• [Instructions to follow]
In the Pluto's Gate text, write out word for word the passage that begins with the words containing "Fully functional until" and ends with "completed the destruction.".

Hierapolis runs –Curtesy Wikimedia Commons

A “gate to hell” has emerged from ruins in southwestern Turkey, Italian archaeologists have announced.
Known as Pluto’s Gate — Ploutonion in Greek, Plutonium in Latin — the cave was celebrated as the portal to the underworld in Greco-Roman mythology and tradition. Historic sources located the site in the ancient Phrygian city of Hierapolis, now called Pamukkale, and described the opening as filled with lethal mephitic vapors. “This space is full of a vapor so misty and dense that one can scarcely see the ground. Any animal that passes inside meets instant death,” the Greek geographer Strabo (64/63 BC — about 24 AD) wrote. “I threw in sparrows and they immediately breathed their last and fell,” he added. Founded around 190 B.C. by Eumenes II, King of Pergamum (197 B.C.-159 B.C.), Hierapolis was given over to Rome in 133 B.C.

The Hellenistic city grew into a flourishing Roman city, with temples, a theater and popular sacred hot springs, believed to have healing properties. Featuring a vast array of abandoned broken ruins, possibly the result of earthquakes, the site revealed more ruins once it was excavated. The archaeologists found Ionic semi columns and, on top of them, an inscription with a dedication to the deities of the underworld — Pluto and Kore. According to D’Andria, the site was a famous destination for rites of incubation. Pilgrims took the waters in the pool near the temple, slept not too far from the cave and received visions and prophecies, in a sort of oracle of Delphi effect. Indeed, the fumes coming from the depths of Hierapoli’s phreatic groundwater produced hallucinations.

Fully functional until the 4th century AD, and occasionally visited during the following two centuries, the site represented “an important pilgrimage destination for the last pagan intellectuals of the Late Antiquity,” Filippini said. During the 6th century AD, the Plutonium was obliterated by the Christians. Earthquakes may have then completed the destruction.

(Data taken from a collection)
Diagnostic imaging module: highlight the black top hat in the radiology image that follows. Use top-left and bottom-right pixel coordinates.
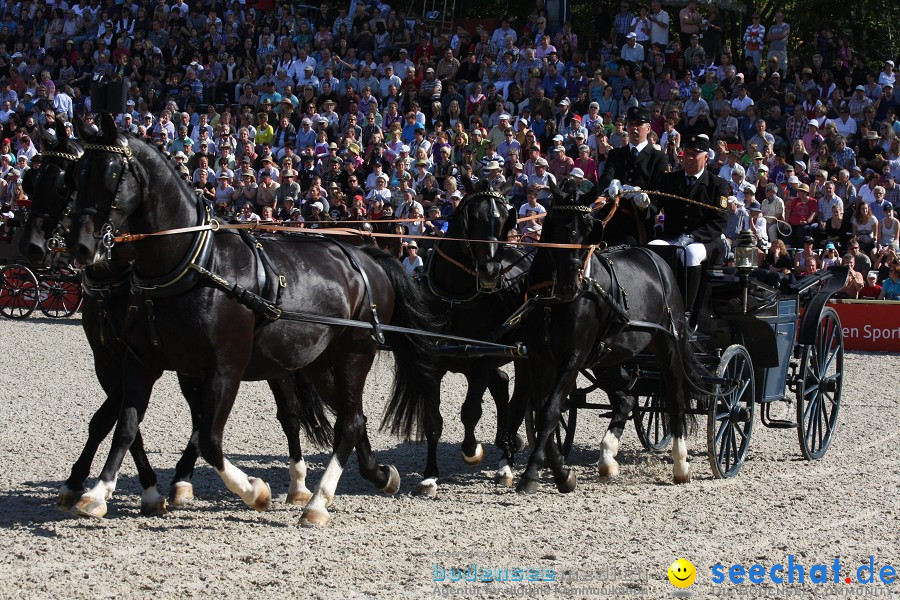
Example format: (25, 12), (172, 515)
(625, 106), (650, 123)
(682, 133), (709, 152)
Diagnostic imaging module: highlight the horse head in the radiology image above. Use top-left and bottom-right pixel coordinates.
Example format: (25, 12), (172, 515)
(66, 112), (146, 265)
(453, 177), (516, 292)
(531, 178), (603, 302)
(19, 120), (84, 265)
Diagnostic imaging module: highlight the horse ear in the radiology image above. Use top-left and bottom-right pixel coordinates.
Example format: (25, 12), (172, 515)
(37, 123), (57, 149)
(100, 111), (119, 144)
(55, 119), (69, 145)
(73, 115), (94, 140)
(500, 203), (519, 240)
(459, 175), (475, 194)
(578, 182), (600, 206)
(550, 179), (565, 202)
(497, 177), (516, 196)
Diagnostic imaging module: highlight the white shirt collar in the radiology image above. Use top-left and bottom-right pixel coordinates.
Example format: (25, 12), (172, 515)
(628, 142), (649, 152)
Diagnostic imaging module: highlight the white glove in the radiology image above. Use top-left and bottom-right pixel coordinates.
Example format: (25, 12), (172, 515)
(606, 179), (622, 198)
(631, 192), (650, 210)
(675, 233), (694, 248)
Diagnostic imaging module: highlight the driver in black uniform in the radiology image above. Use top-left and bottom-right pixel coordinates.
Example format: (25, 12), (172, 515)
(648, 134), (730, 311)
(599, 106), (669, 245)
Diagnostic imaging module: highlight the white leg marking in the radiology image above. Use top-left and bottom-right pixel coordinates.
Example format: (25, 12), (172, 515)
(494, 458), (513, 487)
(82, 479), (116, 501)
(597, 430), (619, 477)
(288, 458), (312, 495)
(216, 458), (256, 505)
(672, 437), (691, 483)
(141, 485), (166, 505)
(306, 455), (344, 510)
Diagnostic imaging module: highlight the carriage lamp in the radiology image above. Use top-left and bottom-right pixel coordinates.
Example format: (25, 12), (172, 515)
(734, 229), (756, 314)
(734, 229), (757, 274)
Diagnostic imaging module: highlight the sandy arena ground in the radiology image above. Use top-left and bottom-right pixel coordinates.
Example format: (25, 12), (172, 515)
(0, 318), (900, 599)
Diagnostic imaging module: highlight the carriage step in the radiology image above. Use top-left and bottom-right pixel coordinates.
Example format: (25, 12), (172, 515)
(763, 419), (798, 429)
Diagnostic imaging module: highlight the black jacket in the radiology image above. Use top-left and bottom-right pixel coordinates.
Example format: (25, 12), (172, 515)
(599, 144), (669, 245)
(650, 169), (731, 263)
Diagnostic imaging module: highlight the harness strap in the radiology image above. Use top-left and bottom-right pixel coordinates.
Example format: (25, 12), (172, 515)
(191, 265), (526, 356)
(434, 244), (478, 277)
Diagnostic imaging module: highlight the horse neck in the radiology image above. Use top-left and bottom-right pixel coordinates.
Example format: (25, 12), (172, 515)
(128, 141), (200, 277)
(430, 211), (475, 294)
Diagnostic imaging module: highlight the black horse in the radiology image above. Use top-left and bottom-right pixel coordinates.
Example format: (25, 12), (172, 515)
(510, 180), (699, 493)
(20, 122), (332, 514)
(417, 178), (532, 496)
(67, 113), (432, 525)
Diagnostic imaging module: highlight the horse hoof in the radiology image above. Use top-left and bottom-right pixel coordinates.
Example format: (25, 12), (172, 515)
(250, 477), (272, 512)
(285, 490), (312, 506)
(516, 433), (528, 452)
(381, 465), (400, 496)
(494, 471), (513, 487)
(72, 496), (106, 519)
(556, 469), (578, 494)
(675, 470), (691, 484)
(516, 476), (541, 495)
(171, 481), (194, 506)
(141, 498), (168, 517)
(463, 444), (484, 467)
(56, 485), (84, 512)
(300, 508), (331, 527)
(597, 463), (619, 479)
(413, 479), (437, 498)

• [Your response]
Fully functional until the 4th century AD, and occasionally visited during the following two centuries, the site represented “an important pilgrimage destination for the last pagan intellectuals of the Late Antiquity,” Filippini said. During the 6th century AD, the Plutonium was obliterated by the Christians. Earthquakes may have then completed the destruction.